* [Exercise]:
Starting with the line that contains "column 1298, row 347", copy out each line through the end of the entries below, exactly as written, and nothing else.

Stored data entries
Content starts
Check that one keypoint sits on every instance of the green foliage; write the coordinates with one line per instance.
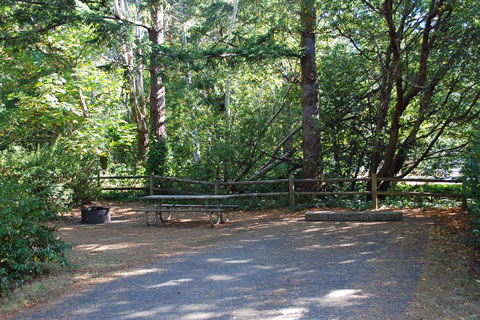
(156, 157)
(471, 172)
(34, 188)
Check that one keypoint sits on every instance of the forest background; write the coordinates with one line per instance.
(226, 90)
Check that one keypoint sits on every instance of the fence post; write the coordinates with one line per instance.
(152, 184)
(374, 191)
(464, 195)
(291, 190)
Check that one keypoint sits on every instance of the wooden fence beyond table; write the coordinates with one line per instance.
(290, 183)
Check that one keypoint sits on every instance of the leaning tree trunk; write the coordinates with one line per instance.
(311, 139)
(158, 112)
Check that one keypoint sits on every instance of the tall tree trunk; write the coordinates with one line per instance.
(311, 139)
(158, 112)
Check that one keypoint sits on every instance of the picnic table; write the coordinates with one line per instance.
(212, 204)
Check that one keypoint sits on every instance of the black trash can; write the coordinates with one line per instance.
(94, 215)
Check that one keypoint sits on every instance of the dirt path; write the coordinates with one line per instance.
(264, 265)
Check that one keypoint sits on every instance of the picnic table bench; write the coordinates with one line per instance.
(219, 212)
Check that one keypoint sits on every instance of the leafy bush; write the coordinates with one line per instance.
(26, 241)
(34, 188)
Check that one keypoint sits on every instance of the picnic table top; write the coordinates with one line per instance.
(187, 197)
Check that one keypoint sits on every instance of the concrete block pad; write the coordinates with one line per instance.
(353, 216)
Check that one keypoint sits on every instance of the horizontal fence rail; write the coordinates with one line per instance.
(152, 186)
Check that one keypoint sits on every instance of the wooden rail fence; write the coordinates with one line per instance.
(291, 182)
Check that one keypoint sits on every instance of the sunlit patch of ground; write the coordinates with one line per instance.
(106, 252)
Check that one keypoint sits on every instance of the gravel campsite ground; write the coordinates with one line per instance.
(447, 287)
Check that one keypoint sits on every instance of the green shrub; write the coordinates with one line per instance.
(471, 173)
(26, 241)
(34, 188)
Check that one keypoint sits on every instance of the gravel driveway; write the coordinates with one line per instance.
(285, 269)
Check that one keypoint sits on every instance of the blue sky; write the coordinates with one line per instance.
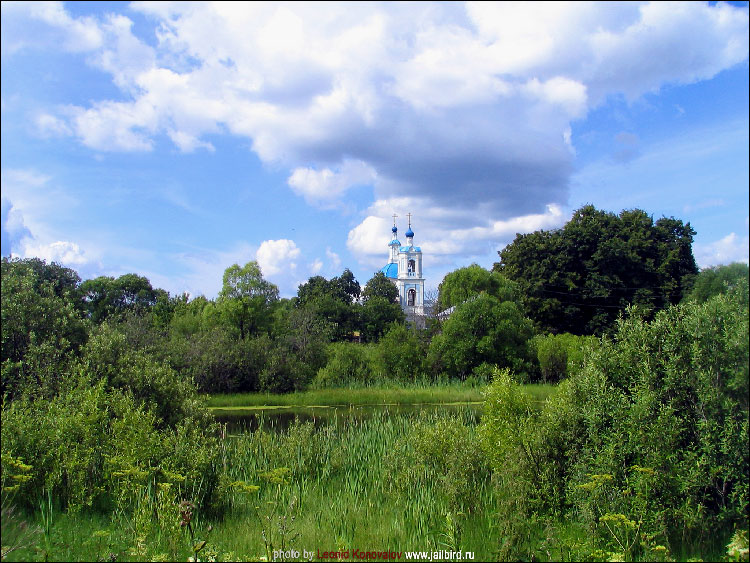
(173, 140)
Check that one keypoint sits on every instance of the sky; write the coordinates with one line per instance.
(173, 140)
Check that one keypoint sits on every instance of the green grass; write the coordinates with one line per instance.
(407, 395)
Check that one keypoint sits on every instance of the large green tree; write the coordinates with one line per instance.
(106, 296)
(41, 326)
(461, 284)
(482, 330)
(578, 279)
(246, 298)
(718, 280)
(331, 301)
(380, 286)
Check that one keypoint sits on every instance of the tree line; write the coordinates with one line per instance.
(535, 313)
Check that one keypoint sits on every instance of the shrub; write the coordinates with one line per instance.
(400, 355)
(348, 364)
(560, 355)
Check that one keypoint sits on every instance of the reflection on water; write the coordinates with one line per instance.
(280, 418)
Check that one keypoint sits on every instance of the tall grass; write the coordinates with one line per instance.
(339, 486)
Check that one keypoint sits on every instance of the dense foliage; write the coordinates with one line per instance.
(648, 440)
(641, 449)
(578, 279)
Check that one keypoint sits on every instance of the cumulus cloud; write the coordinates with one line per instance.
(277, 256)
(31, 199)
(63, 252)
(731, 248)
(320, 186)
(12, 228)
(464, 109)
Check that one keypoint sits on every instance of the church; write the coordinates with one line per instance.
(404, 269)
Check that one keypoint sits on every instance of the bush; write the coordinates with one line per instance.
(400, 355)
(652, 433)
(482, 330)
(219, 363)
(560, 355)
(87, 443)
(348, 364)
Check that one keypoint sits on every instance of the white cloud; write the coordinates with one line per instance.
(277, 257)
(319, 186)
(463, 109)
(731, 248)
(63, 252)
(333, 259)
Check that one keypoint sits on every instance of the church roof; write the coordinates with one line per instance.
(390, 270)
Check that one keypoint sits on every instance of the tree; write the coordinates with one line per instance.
(40, 329)
(106, 296)
(380, 286)
(377, 314)
(482, 330)
(461, 284)
(331, 301)
(578, 279)
(718, 280)
(348, 284)
(246, 298)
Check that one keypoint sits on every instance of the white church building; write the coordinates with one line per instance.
(404, 269)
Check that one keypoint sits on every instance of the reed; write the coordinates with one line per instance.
(378, 395)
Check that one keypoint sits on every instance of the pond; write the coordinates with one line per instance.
(239, 420)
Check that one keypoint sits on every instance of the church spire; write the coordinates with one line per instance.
(409, 233)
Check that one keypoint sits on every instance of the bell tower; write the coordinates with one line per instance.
(410, 281)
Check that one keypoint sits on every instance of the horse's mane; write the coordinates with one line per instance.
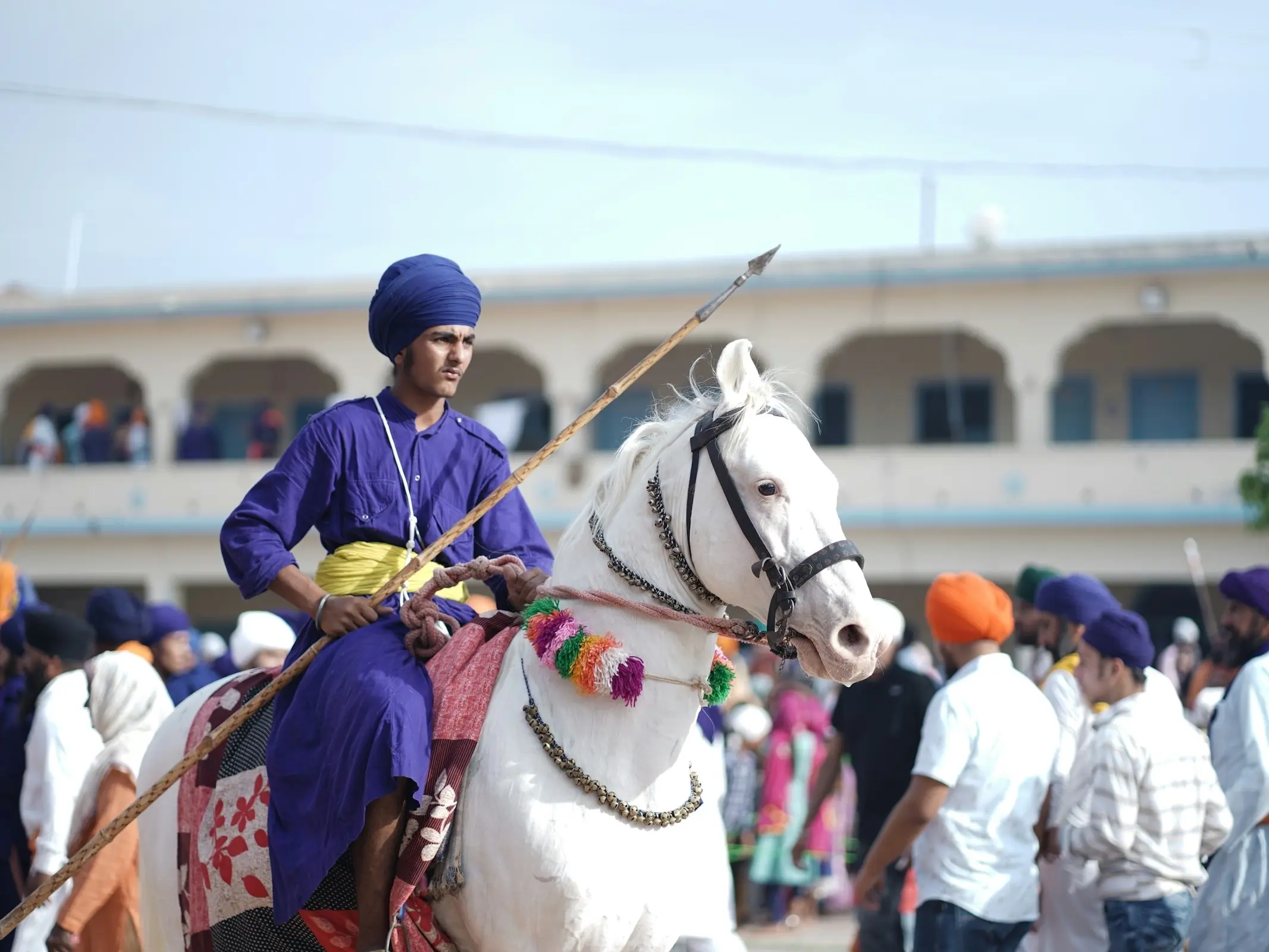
(668, 422)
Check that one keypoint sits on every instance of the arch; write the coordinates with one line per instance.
(230, 394)
(1193, 378)
(62, 387)
(672, 371)
(890, 389)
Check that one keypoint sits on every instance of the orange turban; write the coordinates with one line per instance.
(966, 607)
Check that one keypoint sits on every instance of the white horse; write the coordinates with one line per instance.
(547, 869)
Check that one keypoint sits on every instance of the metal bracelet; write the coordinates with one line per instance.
(321, 605)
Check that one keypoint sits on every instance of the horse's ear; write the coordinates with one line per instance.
(737, 371)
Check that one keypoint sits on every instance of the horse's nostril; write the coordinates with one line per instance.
(853, 638)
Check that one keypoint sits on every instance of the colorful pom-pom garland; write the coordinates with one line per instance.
(598, 663)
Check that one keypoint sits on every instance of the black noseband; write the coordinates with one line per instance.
(786, 583)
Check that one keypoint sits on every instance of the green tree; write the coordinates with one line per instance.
(1254, 483)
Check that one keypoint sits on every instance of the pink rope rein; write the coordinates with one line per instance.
(422, 613)
(731, 627)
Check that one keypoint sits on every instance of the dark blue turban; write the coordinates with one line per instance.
(165, 620)
(1077, 598)
(13, 632)
(1251, 587)
(1123, 635)
(117, 616)
(421, 292)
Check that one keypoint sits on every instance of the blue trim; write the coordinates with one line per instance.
(1221, 515)
(910, 271)
(559, 519)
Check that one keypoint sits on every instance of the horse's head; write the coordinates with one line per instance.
(788, 496)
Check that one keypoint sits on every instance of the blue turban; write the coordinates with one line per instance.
(1123, 635)
(1251, 587)
(421, 292)
(117, 616)
(1077, 598)
(165, 620)
(13, 632)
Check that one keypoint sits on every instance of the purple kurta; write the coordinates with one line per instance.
(359, 716)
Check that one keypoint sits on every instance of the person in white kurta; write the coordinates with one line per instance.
(1071, 917)
(1233, 909)
(60, 748)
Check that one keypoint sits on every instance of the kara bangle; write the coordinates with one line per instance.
(321, 605)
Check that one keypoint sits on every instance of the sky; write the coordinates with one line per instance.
(177, 200)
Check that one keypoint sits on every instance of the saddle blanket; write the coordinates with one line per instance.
(223, 845)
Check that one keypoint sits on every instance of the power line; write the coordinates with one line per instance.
(488, 139)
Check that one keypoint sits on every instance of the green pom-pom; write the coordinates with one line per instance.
(568, 655)
(542, 606)
(720, 683)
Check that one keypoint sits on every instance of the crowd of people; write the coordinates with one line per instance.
(88, 434)
(80, 700)
(85, 434)
(1047, 785)
(1037, 782)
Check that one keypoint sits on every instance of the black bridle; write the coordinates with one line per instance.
(785, 582)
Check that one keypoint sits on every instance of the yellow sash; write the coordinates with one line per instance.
(362, 568)
(1069, 664)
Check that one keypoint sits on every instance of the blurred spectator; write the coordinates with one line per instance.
(1179, 659)
(1154, 807)
(60, 748)
(96, 440)
(748, 726)
(984, 765)
(261, 640)
(127, 702)
(73, 433)
(879, 724)
(120, 620)
(137, 437)
(265, 434)
(199, 440)
(14, 724)
(168, 639)
(795, 752)
(39, 446)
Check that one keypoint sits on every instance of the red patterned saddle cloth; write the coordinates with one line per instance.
(223, 845)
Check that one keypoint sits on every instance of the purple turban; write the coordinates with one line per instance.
(1123, 635)
(117, 616)
(1251, 587)
(1077, 598)
(165, 620)
(421, 292)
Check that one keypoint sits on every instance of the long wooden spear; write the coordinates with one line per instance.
(234, 721)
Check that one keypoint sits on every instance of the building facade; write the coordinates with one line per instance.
(1084, 406)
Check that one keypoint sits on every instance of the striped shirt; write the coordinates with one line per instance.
(1155, 806)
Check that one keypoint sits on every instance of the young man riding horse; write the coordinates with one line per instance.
(380, 478)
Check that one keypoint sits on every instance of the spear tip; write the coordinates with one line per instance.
(759, 264)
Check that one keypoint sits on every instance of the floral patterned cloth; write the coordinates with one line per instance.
(223, 847)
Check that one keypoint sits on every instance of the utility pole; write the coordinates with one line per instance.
(929, 211)
(73, 250)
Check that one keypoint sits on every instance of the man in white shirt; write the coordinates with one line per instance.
(1233, 912)
(983, 769)
(1071, 917)
(1155, 807)
(60, 749)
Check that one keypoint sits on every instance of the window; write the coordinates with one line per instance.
(1163, 406)
(616, 421)
(833, 408)
(953, 412)
(1073, 411)
(1251, 394)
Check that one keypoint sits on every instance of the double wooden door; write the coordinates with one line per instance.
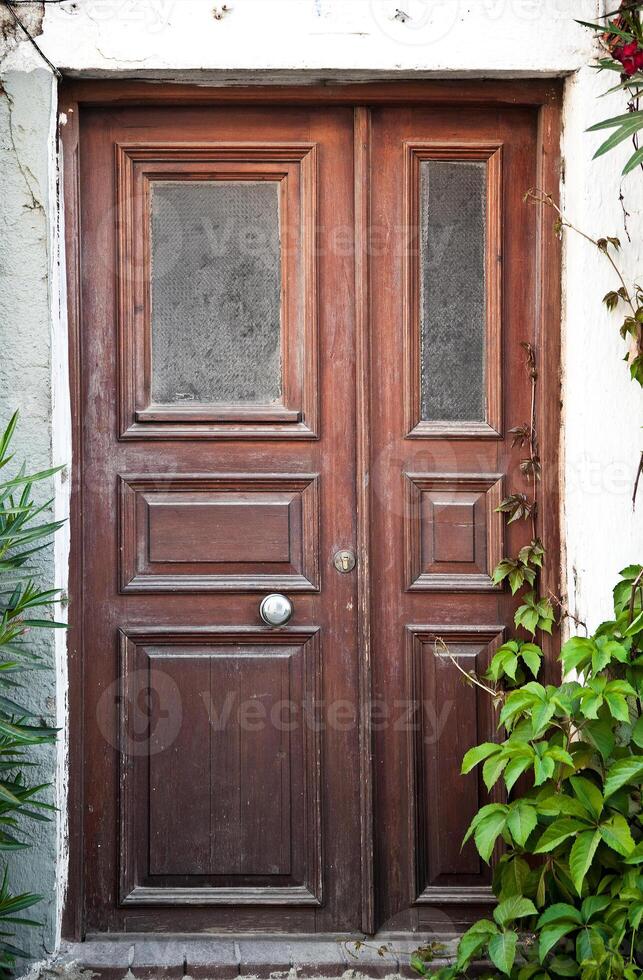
(299, 358)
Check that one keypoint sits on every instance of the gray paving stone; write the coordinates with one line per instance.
(311, 958)
(264, 958)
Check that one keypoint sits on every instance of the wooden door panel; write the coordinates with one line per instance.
(219, 532)
(453, 533)
(451, 717)
(453, 297)
(225, 808)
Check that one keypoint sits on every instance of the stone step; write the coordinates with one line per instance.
(205, 958)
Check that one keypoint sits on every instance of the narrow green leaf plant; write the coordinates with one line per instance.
(25, 530)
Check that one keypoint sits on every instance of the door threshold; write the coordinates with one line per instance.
(204, 957)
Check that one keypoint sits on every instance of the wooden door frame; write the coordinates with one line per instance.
(544, 96)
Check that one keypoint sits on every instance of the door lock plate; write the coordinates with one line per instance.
(344, 561)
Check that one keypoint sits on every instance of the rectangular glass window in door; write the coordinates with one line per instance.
(217, 304)
(455, 292)
(216, 293)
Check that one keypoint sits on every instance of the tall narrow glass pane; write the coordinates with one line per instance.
(452, 290)
(216, 292)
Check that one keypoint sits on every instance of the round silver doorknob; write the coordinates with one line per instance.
(276, 609)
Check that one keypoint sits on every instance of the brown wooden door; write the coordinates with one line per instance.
(254, 395)
(218, 467)
(454, 295)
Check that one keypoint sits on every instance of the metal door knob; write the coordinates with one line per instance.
(276, 609)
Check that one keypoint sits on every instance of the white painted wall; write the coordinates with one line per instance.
(307, 40)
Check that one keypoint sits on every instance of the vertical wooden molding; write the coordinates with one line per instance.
(72, 919)
(362, 136)
(547, 330)
(416, 152)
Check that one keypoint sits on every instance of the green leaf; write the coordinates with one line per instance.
(482, 814)
(487, 833)
(577, 651)
(582, 855)
(637, 732)
(617, 706)
(626, 131)
(474, 940)
(558, 832)
(492, 770)
(513, 908)
(593, 905)
(502, 951)
(559, 912)
(616, 834)
(588, 794)
(478, 754)
(564, 966)
(521, 820)
(621, 773)
(532, 655)
(551, 935)
(515, 769)
(601, 735)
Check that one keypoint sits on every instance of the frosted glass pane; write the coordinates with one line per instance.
(452, 290)
(216, 287)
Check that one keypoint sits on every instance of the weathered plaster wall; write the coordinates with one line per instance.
(329, 39)
(602, 409)
(27, 296)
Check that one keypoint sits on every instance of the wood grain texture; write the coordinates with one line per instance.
(214, 723)
(219, 532)
(453, 535)
(447, 720)
(372, 869)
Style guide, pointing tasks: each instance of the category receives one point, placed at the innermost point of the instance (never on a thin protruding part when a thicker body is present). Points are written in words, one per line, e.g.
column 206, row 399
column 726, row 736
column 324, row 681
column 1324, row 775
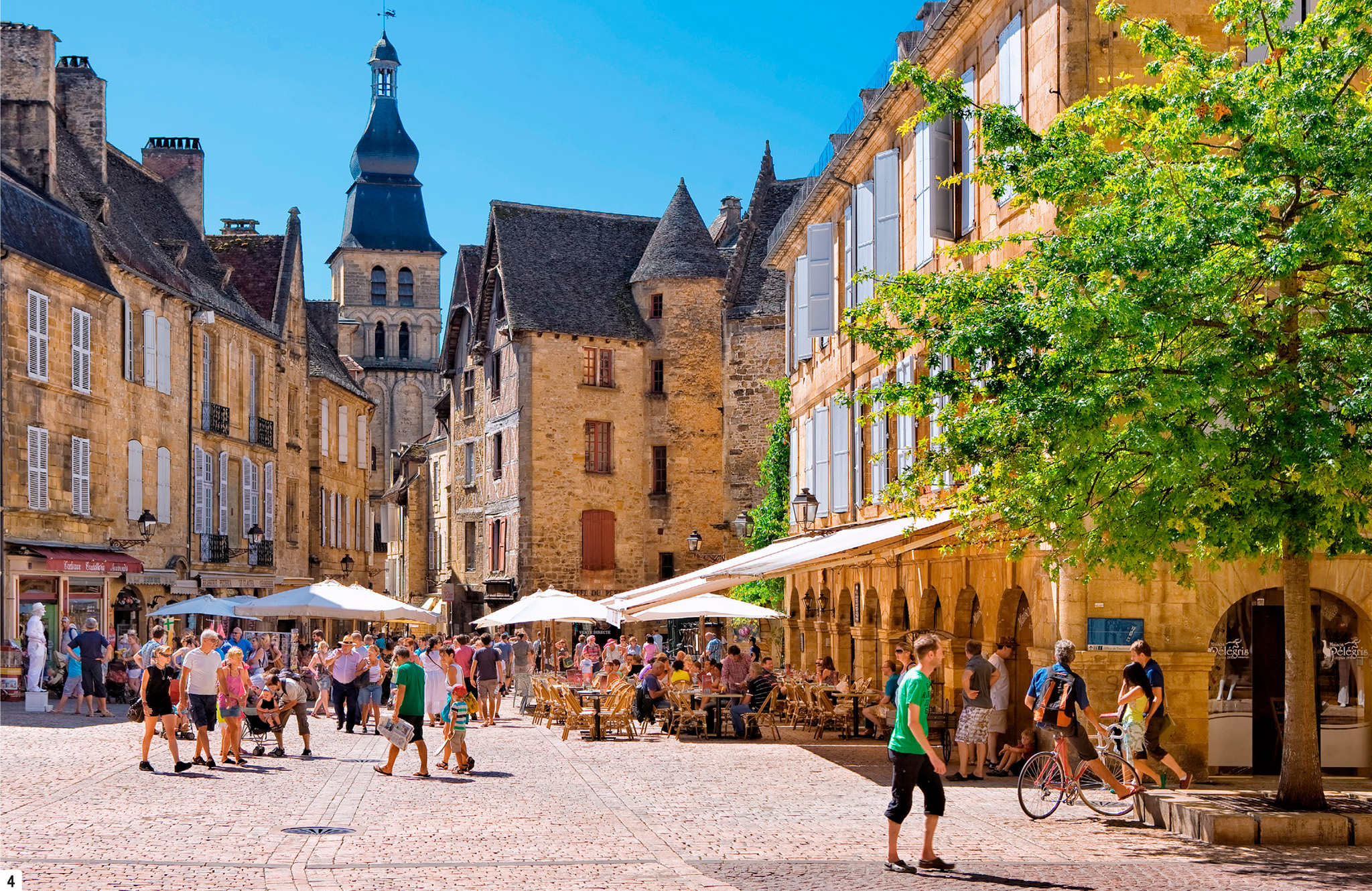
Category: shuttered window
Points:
column 597, row 447
column 841, row 430
column 80, row 350
column 38, row 336
column 163, row 327
column 38, row 468
column 887, row 212
column 80, row 477
column 135, row 480
column 163, row 485
column 597, row 540
column 819, row 260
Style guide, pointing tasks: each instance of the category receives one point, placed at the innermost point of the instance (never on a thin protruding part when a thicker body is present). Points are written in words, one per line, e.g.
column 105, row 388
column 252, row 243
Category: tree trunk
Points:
column 1301, row 786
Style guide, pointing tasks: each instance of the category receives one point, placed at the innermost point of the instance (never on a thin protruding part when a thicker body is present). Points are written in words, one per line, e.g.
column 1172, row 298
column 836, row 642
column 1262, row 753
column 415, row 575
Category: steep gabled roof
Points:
column 568, row 271
column 681, row 246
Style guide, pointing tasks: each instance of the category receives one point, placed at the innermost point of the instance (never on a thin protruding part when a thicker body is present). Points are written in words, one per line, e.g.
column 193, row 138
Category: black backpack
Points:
column 1056, row 699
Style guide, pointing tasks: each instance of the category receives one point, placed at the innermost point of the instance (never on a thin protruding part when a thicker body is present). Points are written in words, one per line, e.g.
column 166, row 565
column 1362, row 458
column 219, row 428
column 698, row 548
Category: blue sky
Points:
column 600, row 106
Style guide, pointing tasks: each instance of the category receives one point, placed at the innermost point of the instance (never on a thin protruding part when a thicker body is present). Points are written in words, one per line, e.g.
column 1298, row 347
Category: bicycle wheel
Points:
column 1097, row 793
column 1040, row 786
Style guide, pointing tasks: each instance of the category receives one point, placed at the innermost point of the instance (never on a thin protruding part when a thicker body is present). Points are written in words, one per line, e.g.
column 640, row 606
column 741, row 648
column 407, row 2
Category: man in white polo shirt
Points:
column 199, row 684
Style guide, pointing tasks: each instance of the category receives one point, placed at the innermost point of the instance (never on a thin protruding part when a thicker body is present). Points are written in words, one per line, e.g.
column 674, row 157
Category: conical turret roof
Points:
column 681, row 246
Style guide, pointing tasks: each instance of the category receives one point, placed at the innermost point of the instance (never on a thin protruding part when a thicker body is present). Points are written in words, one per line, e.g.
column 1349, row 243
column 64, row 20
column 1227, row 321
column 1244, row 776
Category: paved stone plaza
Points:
column 539, row 813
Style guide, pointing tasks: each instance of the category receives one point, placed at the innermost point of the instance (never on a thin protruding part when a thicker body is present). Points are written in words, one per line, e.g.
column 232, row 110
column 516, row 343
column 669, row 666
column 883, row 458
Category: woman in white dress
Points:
column 435, row 692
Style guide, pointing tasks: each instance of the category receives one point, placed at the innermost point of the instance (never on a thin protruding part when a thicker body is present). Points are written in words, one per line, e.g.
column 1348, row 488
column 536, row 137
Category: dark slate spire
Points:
column 681, row 246
column 385, row 205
Content ends
* [Output for this exercise]:
column 1298, row 347
Category: bicycle wheel
Points:
column 1097, row 793
column 1040, row 786
Style guide, pointing tasks: each instance of the category receives one point, placed at the innermost point of the instance (never on a thin protruding part when a thicker body is present). Points are written in words, one per line, e.g.
column 640, row 606
column 741, row 648
column 407, row 2
Category: man in white polo shirt
Points:
column 199, row 684
Style guide, pointing tasks: each instance of the category receives one point, placed at the innermost point of the instance (never on a thin protruding part when a thicker body is present). Points are written in words, one per line, e.g.
column 674, row 157
Category: conical turret roof
Points:
column 681, row 246
Style guide, pointing tasks: each instance of the category receives one point, placed at the innermost point of the instance (never on a thin protruding part when a thicker body is present). Points are written in words, one per line, e.g.
column 1349, row 243
column 64, row 20
column 1227, row 321
column 1244, row 776
Category: paved stone plaza
Points:
column 539, row 813
Style guide, pointing tasks: each instance of the category receives one point, placed at the innermost point of the instance (never on a thin protruding part when a thicker body is present). Points are written in words, one per line, e.g.
column 232, row 110
column 516, row 343
column 669, row 666
column 883, row 458
Category: woman in white dress
Points:
column 435, row 692
Style guide, pointing tasks: each instance of the category receives one point, placed at the innermost point of the instance (never on a thin protruding part when a thicker body is present). Points are written in words, one per line, e.g.
column 1348, row 488
column 536, row 137
Category: dark slate spire
Points:
column 681, row 246
column 385, row 205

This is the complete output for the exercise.